From the records below, pull out every line that contains the word "front" and copy each of those lines unchanged.

________

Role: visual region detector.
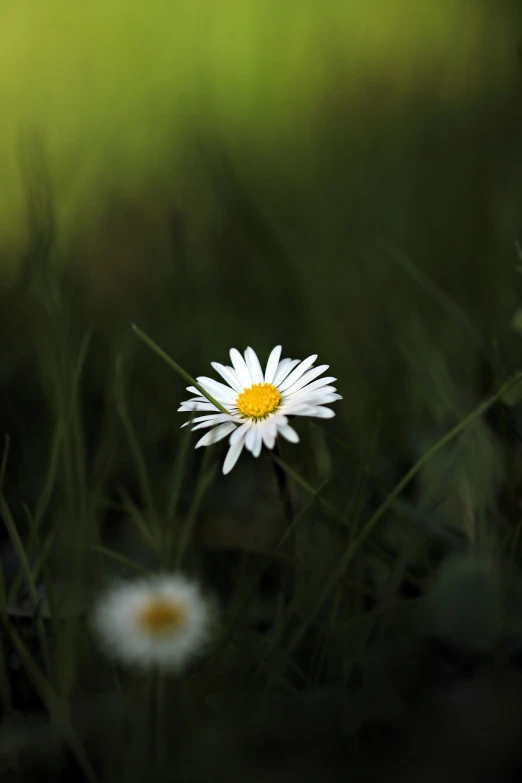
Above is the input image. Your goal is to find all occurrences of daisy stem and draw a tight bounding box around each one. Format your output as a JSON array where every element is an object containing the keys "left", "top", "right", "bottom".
[{"left": 132, "top": 324, "right": 230, "bottom": 416}]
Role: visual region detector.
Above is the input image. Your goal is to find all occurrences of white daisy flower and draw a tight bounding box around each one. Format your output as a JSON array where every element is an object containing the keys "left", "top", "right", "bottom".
[
  {"left": 92, "top": 574, "right": 213, "bottom": 671},
  {"left": 178, "top": 345, "right": 342, "bottom": 473}
]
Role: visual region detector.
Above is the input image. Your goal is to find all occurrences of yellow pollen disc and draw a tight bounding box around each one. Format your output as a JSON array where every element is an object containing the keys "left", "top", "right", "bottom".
[
  {"left": 236, "top": 383, "right": 281, "bottom": 419},
  {"left": 138, "top": 598, "right": 186, "bottom": 636}
]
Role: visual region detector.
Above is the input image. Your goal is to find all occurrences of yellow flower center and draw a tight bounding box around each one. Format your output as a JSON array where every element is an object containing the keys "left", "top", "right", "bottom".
[
  {"left": 236, "top": 383, "right": 281, "bottom": 419},
  {"left": 138, "top": 598, "right": 187, "bottom": 636}
]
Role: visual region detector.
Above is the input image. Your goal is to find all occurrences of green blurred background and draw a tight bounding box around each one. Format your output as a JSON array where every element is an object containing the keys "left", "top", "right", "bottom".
[{"left": 0, "top": 0, "right": 522, "bottom": 528}]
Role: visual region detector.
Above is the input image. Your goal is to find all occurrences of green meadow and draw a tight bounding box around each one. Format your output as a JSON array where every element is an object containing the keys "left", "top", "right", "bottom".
[{"left": 0, "top": 0, "right": 522, "bottom": 783}]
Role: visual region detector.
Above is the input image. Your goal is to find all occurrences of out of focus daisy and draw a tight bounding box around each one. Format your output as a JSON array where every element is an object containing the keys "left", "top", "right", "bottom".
[
  {"left": 178, "top": 345, "right": 342, "bottom": 473},
  {"left": 92, "top": 575, "right": 212, "bottom": 671}
]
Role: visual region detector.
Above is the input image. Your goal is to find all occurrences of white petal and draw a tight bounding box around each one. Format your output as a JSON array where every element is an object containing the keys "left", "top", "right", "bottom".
[
  {"left": 230, "top": 419, "right": 253, "bottom": 446},
  {"left": 223, "top": 430, "right": 245, "bottom": 476},
  {"left": 285, "top": 375, "right": 337, "bottom": 397},
  {"left": 261, "top": 427, "right": 277, "bottom": 449},
  {"left": 196, "top": 375, "right": 237, "bottom": 403},
  {"left": 230, "top": 348, "right": 252, "bottom": 389},
  {"left": 178, "top": 402, "right": 221, "bottom": 413},
  {"left": 252, "top": 428, "right": 263, "bottom": 457},
  {"left": 272, "top": 359, "right": 299, "bottom": 386},
  {"left": 245, "top": 346, "right": 263, "bottom": 383},
  {"left": 192, "top": 413, "right": 235, "bottom": 432},
  {"left": 267, "top": 413, "right": 288, "bottom": 432},
  {"left": 265, "top": 345, "right": 281, "bottom": 383},
  {"left": 280, "top": 364, "right": 329, "bottom": 394},
  {"left": 245, "top": 422, "right": 263, "bottom": 457},
  {"left": 245, "top": 426, "right": 257, "bottom": 451},
  {"left": 277, "top": 424, "right": 299, "bottom": 443},
  {"left": 285, "top": 383, "right": 337, "bottom": 402},
  {"left": 195, "top": 421, "right": 236, "bottom": 449},
  {"left": 211, "top": 362, "right": 243, "bottom": 392},
  {"left": 181, "top": 413, "right": 232, "bottom": 428},
  {"left": 278, "top": 353, "right": 317, "bottom": 391}
]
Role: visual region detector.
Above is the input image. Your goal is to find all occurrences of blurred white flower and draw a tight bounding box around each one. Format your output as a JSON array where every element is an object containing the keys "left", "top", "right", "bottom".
[
  {"left": 92, "top": 574, "right": 213, "bottom": 671},
  {"left": 178, "top": 345, "right": 342, "bottom": 473}
]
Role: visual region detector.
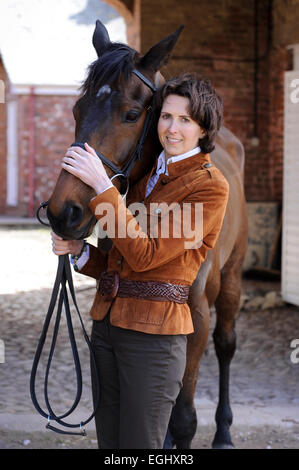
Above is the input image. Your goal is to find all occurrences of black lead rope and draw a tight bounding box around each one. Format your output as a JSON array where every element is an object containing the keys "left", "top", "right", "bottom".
[
  {"left": 30, "top": 250, "right": 100, "bottom": 435},
  {"left": 30, "top": 69, "right": 156, "bottom": 435}
]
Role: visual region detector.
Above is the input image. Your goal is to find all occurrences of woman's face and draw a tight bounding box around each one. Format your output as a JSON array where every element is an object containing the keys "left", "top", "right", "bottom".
[{"left": 158, "top": 95, "right": 204, "bottom": 159}]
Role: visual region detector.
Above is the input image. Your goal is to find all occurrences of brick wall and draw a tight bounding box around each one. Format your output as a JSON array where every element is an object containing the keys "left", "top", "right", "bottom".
[
  {"left": 0, "top": 58, "right": 7, "bottom": 214},
  {"left": 18, "top": 95, "right": 76, "bottom": 216},
  {"left": 141, "top": 0, "right": 299, "bottom": 201}
]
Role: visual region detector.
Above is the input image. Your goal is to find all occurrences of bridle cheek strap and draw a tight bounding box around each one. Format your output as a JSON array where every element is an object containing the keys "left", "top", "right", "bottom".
[{"left": 71, "top": 69, "right": 157, "bottom": 178}]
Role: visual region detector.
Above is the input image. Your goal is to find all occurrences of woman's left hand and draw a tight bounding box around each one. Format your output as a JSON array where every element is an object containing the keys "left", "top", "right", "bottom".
[{"left": 61, "top": 143, "right": 111, "bottom": 194}]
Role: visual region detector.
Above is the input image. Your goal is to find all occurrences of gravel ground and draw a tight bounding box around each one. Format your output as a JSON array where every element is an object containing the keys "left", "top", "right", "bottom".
[{"left": 0, "top": 227, "right": 299, "bottom": 449}]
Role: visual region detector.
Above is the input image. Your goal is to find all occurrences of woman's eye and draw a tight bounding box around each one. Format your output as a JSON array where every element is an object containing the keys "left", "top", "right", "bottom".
[{"left": 124, "top": 111, "right": 140, "bottom": 122}]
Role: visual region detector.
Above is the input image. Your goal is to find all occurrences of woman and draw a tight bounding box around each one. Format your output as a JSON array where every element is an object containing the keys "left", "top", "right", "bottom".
[{"left": 52, "top": 74, "right": 228, "bottom": 449}]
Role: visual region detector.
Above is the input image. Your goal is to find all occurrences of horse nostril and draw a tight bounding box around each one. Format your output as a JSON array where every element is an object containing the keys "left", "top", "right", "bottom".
[{"left": 65, "top": 203, "right": 83, "bottom": 227}]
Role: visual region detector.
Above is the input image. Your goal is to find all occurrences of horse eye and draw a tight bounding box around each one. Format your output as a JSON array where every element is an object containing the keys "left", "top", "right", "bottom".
[{"left": 124, "top": 110, "right": 140, "bottom": 122}]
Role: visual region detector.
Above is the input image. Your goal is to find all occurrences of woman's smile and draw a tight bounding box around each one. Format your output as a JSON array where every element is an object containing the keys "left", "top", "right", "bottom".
[{"left": 158, "top": 94, "right": 204, "bottom": 159}]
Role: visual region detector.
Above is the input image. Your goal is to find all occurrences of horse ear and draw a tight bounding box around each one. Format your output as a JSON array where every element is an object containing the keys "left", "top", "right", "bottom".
[
  {"left": 92, "top": 20, "right": 110, "bottom": 57},
  {"left": 138, "top": 25, "right": 184, "bottom": 72}
]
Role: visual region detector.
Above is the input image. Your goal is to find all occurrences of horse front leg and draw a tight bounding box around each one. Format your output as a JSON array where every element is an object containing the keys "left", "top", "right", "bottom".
[
  {"left": 169, "top": 299, "right": 210, "bottom": 449},
  {"left": 212, "top": 262, "right": 241, "bottom": 449}
]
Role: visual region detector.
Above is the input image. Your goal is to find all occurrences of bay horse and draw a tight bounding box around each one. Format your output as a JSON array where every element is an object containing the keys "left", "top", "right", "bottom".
[{"left": 47, "top": 20, "right": 247, "bottom": 449}]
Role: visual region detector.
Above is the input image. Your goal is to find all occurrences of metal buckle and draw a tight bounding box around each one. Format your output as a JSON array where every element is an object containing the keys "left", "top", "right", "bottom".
[{"left": 99, "top": 271, "right": 119, "bottom": 301}]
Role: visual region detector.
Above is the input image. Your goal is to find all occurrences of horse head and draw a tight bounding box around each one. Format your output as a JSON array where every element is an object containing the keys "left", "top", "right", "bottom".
[{"left": 47, "top": 20, "right": 182, "bottom": 239}]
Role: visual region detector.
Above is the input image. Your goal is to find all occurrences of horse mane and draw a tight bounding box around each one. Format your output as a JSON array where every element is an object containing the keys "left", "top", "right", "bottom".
[{"left": 80, "top": 42, "right": 138, "bottom": 95}]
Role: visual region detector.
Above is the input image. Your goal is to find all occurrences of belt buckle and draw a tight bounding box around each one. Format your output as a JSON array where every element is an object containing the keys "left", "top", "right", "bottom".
[{"left": 99, "top": 271, "right": 119, "bottom": 301}]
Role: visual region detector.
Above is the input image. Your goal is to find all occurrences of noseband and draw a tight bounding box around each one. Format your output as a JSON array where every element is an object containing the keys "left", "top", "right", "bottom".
[{"left": 36, "top": 69, "right": 157, "bottom": 226}]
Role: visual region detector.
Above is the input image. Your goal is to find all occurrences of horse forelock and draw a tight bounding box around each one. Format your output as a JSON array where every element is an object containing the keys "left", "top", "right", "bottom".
[{"left": 81, "top": 43, "right": 138, "bottom": 95}]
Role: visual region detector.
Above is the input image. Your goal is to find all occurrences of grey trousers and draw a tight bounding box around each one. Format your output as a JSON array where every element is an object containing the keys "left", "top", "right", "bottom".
[{"left": 91, "top": 314, "right": 187, "bottom": 449}]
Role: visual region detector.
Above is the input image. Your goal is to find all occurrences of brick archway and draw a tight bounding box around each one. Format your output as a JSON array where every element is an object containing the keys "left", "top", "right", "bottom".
[{"left": 104, "top": 0, "right": 140, "bottom": 51}]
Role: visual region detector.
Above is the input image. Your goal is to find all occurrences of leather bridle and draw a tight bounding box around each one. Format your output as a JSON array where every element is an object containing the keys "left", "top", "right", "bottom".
[
  {"left": 36, "top": 69, "right": 157, "bottom": 227},
  {"left": 30, "top": 69, "right": 156, "bottom": 435}
]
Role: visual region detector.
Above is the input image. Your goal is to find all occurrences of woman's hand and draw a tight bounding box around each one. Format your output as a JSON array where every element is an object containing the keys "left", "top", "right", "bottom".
[
  {"left": 51, "top": 232, "right": 84, "bottom": 256},
  {"left": 61, "top": 143, "right": 111, "bottom": 194}
]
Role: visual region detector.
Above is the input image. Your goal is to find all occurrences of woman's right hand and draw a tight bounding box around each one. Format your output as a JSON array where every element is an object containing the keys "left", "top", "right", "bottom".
[{"left": 51, "top": 232, "right": 84, "bottom": 256}]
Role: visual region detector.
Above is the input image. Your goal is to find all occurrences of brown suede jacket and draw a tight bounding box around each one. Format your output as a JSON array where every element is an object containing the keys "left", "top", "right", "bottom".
[{"left": 80, "top": 153, "right": 229, "bottom": 335}]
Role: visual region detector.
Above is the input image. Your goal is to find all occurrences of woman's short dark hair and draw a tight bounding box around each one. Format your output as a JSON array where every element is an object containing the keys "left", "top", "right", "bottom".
[{"left": 154, "top": 73, "right": 223, "bottom": 153}]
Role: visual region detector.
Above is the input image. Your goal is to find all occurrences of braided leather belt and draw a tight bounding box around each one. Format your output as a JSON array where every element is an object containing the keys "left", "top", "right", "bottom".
[{"left": 98, "top": 271, "right": 190, "bottom": 304}]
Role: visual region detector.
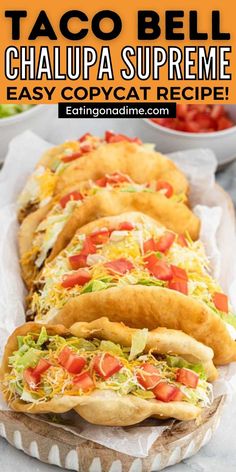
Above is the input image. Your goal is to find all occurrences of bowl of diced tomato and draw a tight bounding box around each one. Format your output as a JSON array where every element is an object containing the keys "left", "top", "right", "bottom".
[{"left": 145, "top": 104, "right": 236, "bottom": 164}]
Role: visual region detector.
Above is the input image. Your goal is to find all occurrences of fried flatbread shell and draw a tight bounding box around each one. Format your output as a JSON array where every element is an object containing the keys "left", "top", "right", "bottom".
[
  {"left": 1, "top": 318, "right": 217, "bottom": 426},
  {"left": 56, "top": 141, "right": 188, "bottom": 194},
  {"left": 26, "top": 212, "right": 236, "bottom": 365},
  {"left": 19, "top": 190, "right": 200, "bottom": 289},
  {"left": 18, "top": 141, "right": 188, "bottom": 222},
  {"left": 50, "top": 285, "right": 236, "bottom": 365}
]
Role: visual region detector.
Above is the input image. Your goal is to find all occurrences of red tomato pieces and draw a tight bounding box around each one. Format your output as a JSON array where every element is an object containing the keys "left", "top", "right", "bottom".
[
  {"left": 104, "top": 257, "right": 134, "bottom": 275},
  {"left": 168, "top": 279, "right": 188, "bottom": 295},
  {"left": 176, "top": 369, "right": 199, "bottom": 388},
  {"left": 78, "top": 133, "right": 92, "bottom": 143},
  {"left": 177, "top": 234, "right": 188, "bottom": 247},
  {"left": 144, "top": 254, "right": 172, "bottom": 280},
  {"left": 58, "top": 346, "right": 86, "bottom": 374},
  {"left": 61, "top": 151, "right": 83, "bottom": 164},
  {"left": 95, "top": 177, "right": 107, "bottom": 187},
  {"left": 61, "top": 269, "right": 91, "bottom": 288},
  {"left": 153, "top": 382, "right": 183, "bottom": 402},
  {"left": 143, "top": 238, "right": 157, "bottom": 253},
  {"left": 118, "top": 221, "right": 134, "bottom": 231},
  {"left": 151, "top": 105, "right": 235, "bottom": 133},
  {"left": 58, "top": 346, "right": 72, "bottom": 366},
  {"left": 212, "top": 292, "right": 229, "bottom": 313},
  {"left": 89, "top": 229, "right": 110, "bottom": 245},
  {"left": 64, "top": 353, "right": 86, "bottom": 374},
  {"left": 80, "top": 142, "right": 93, "bottom": 154},
  {"left": 156, "top": 180, "right": 174, "bottom": 198},
  {"left": 137, "top": 364, "right": 161, "bottom": 390},
  {"left": 60, "top": 190, "right": 83, "bottom": 208},
  {"left": 34, "top": 357, "right": 51, "bottom": 375},
  {"left": 23, "top": 367, "right": 40, "bottom": 390},
  {"left": 69, "top": 254, "right": 88, "bottom": 270},
  {"left": 93, "top": 353, "right": 123, "bottom": 380},
  {"left": 170, "top": 265, "right": 188, "bottom": 280},
  {"left": 73, "top": 372, "right": 94, "bottom": 392},
  {"left": 156, "top": 231, "right": 175, "bottom": 252}
]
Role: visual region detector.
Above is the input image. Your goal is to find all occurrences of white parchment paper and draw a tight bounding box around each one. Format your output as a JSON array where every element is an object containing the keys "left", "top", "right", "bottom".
[{"left": 0, "top": 131, "right": 236, "bottom": 457}]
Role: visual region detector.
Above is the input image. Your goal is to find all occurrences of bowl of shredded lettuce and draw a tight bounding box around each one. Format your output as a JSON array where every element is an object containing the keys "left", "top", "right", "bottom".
[{"left": 0, "top": 103, "right": 54, "bottom": 162}]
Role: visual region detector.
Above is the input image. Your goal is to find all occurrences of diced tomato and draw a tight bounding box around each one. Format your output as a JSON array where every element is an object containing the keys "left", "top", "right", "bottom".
[
  {"left": 93, "top": 353, "right": 123, "bottom": 380},
  {"left": 61, "top": 269, "right": 91, "bottom": 288},
  {"left": 144, "top": 254, "right": 160, "bottom": 272},
  {"left": 104, "top": 257, "right": 134, "bottom": 275},
  {"left": 23, "top": 367, "right": 40, "bottom": 390},
  {"left": 170, "top": 265, "right": 188, "bottom": 280},
  {"left": 58, "top": 346, "right": 72, "bottom": 367},
  {"left": 63, "top": 352, "right": 86, "bottom": 374},
  {"left": 137, "top": 364, "right": 161, "bottom": 390},
  {"left": 58, "top": 346, "right": 86, "bottom": 374},
  {"left": 69, "top": 254, "right": 88, "bottom": 270},
  {"left": 213, "top": 292, "right": 229, "bottom": 313},
  {"left": 73, "top": 372, "right": 94, "bottom": 392},
  {"left": 177, "top": 234, "right": 188, "bottom": 247},
  {"left": 156, "top": 231, "right": 175, "bottom": 252},
  {"left": 153, "top": 382, "right": 181, "bottom": 402},
  {"left": 132, "top": 138, "right": 143, "bottom": 145},
  {"left": 156, "top": 180, "right": 174, "bottom": 198},
  {"left": 95, "top": 177, "right": 107, "bottom": 187},
  {"left": 61, "top": 151, "right": 83, "bottom": 163},
  {"left": 80, "top": 142, "right": 93, "bottom": 153},
  {"left": 143, "top": 238, "right": 157, "bottom": 254},
  {"left": 176, "top": 103, "right": 188, "bottom": 117},
  {"left": 80, "top": 236, "right": 97, "bottom": 256},
  {"left": 145, "top": 254, "right": 173, "bottom": 280},
  {"left": 78, "top": 133, "right": 92, "bottom": 143},
  {"left": 151, "top": 105, "right": 235, "bottom": 133},
  {"left": 34, "top": 357, "right": 51, "bottom": 376},
  {"left": 89, "top": 229, "right": 110, "bottom": 245},
  {"left": 118, "top": 221, "right": 134, "bottom": 231},
  {"left": 176, "top": 369, "right": 199, "bottom": 388},
  {"left": 172, "top": 388, "right": 184, "bottom": 402},
  {"left": 60, "top": 190, "right": 83, "bottom": 208},
  {"left": 168, "top": 279, "right": 188, "bottom": 295}
]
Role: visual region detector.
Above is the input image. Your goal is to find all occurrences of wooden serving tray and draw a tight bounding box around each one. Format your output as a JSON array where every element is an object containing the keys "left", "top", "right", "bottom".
[{"left": 0, "top": 396, "right": 226, "bottom": 472}]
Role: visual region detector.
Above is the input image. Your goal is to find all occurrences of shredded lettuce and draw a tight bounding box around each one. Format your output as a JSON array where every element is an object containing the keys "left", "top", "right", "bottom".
[
  {"left": 37, "top": 326, "right": 48, "bottom": 346},
  {"left": 80, "top": 280, "right": 109, "bottom": 294}
]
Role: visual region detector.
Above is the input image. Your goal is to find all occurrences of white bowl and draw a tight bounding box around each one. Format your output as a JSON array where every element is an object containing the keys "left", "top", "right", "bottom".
[
  {"left": 144, "top": 105, "right": 236, "bottom": 164},
  {"left": 0, "top": 105, "right": 53, "bottom": 161}
]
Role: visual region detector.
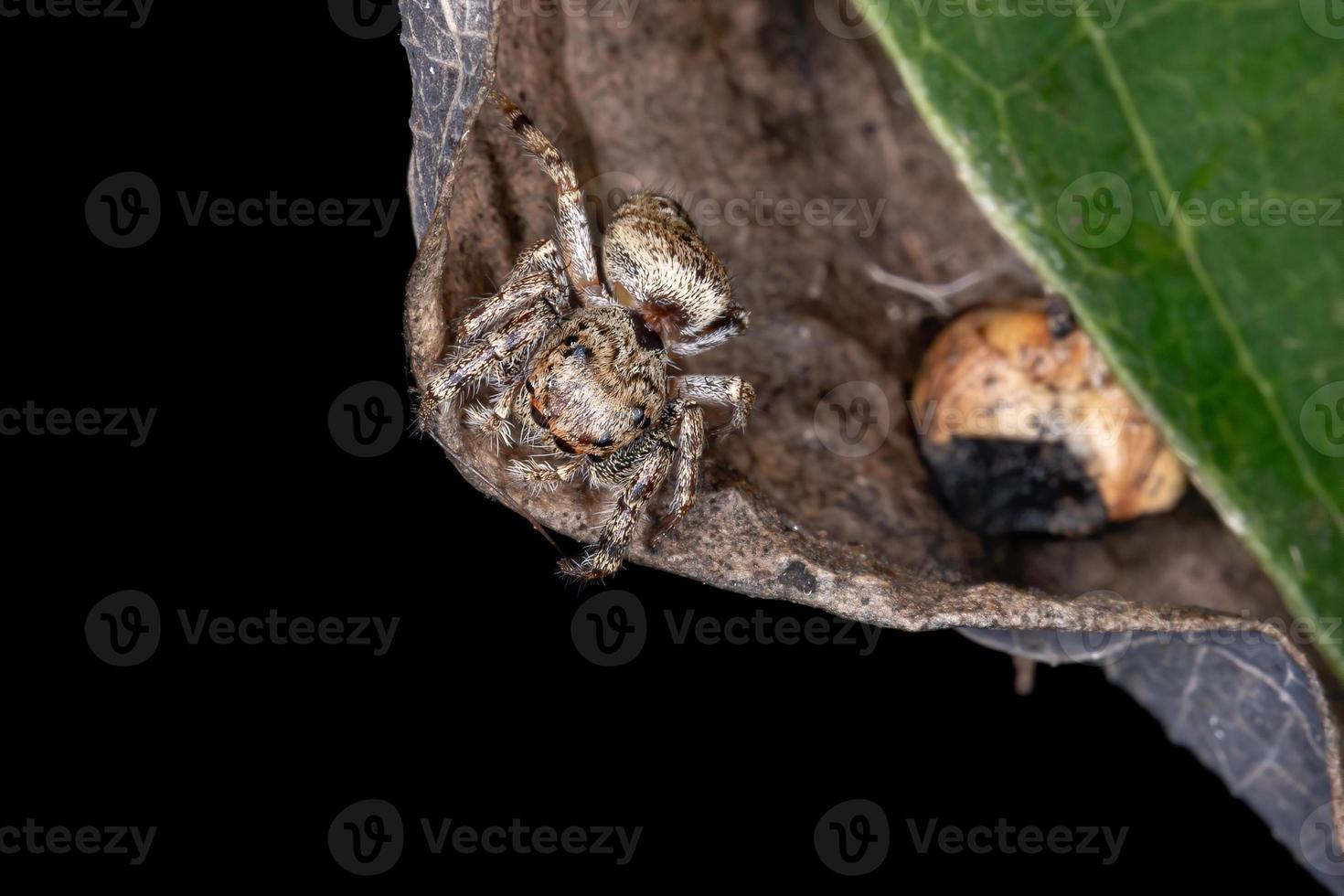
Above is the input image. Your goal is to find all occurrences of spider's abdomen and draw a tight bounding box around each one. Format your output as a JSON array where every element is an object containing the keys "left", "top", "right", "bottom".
[
  {"left": 603, "top": 194, "right": 734, "bottom": 340},
  {"left": 526, "top": 305, "right": 667, "bottom": 457}
]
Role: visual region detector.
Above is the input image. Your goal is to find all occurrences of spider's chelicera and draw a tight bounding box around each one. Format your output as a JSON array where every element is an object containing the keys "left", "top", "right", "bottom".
[{"left": 420, "top": 91, "right": 755, "bottom": 579}]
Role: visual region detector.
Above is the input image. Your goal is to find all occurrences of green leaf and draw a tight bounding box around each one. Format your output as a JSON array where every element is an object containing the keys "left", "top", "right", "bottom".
[{"left": 861, "top": 0, "right": 1344, "bottom": 678}]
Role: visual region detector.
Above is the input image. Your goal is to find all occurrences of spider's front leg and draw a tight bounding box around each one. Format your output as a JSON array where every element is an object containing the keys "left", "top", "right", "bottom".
[
  {"left": 560, "top": 400, "right": 704, "bottom": 579},
  {"left": 491, "top": 88, "right": 606, "bottom": 301}
]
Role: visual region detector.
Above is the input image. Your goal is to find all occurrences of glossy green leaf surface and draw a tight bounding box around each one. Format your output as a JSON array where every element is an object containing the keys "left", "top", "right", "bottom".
[{"left": 860, "top": 0, "right": 1344, "bottom": 677}]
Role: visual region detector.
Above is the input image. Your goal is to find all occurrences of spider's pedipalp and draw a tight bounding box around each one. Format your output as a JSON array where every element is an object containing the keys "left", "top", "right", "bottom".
[
  {"left": 672, "top": 375, "right": 755, "bottom": 430},
  {"left": 420, "top": 293, "right": 560, "bottom": 427},
  {"left": 560, "top": 400, "right": 704, "bottom": 579}
]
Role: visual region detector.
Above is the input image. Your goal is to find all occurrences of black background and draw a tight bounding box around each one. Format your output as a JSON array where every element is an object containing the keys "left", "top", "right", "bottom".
[{"left": 0, "top": 0, "right": 1315, "bottom": 892}]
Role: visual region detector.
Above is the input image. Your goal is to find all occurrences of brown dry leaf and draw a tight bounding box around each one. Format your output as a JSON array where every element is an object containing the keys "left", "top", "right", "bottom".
[{"left": 402, "top": 0, "right": 1344, "bottom": 892}]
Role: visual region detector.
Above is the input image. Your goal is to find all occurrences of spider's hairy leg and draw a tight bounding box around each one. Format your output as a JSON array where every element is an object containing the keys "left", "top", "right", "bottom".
[
  {"left": 420, "top": 303, "right": 560, "bottom": 430},
  {"left": 466, "top": 379, "right": 526, "bottom": 449},
  {"left": 668, "top": 305, "right": 750, "bottom": 357},
  {"left": 455, "top": 272, "right": 564, "bottom": 346},
  {"left": 504, "top": 237, "right": 564, "bottom": 283},
  {"left": 672, "top": 376, "right": 755, "bottom": 430},
  {"left": 649, "top": 401, "right": 704, "bottom": 546},
  {"left": 560, "top": 400, "right": 686, "bottom": 579},
  {"left": 491, "top": 88, "right": 603, "bottom": 300},
  {"left": 508, "top": 458, "right": 584, "bottom": 489}
]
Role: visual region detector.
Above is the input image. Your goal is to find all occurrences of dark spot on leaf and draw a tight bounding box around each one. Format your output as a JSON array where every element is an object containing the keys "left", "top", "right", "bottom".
[{"left": 780, "top": 560, "right": 817, "bottom": 593}]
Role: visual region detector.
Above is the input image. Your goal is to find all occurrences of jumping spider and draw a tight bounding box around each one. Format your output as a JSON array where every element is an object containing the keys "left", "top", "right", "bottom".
[{"left": 420, "top": 90, "right": 755, "bottom": 579}]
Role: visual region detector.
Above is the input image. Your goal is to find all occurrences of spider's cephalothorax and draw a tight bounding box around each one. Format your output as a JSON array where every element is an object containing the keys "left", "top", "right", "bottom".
[{"left": 420, "top": 91, "right": 755, "bottom": 579}]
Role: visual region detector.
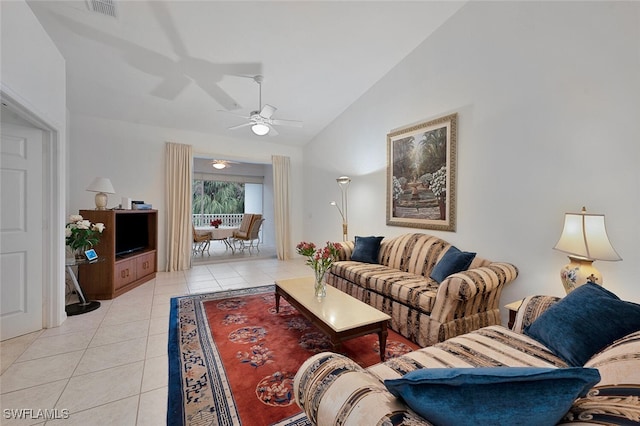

________

● **EXERCISE RESPONSE**
Above is the input image. Your goal is to find all occurrences of horse front leg and draw a tight bounding box around each one. Format your output as a JSON array where every element is an object containing the keys "left", "top", "right", "bottom".
Above is the input image. Your goal is to find all occurrences of spider's front leg and draw a tight bounding box around each one. Format your output as a JSON array where every element is an object containing the keys "left", "top", "right", "bottom".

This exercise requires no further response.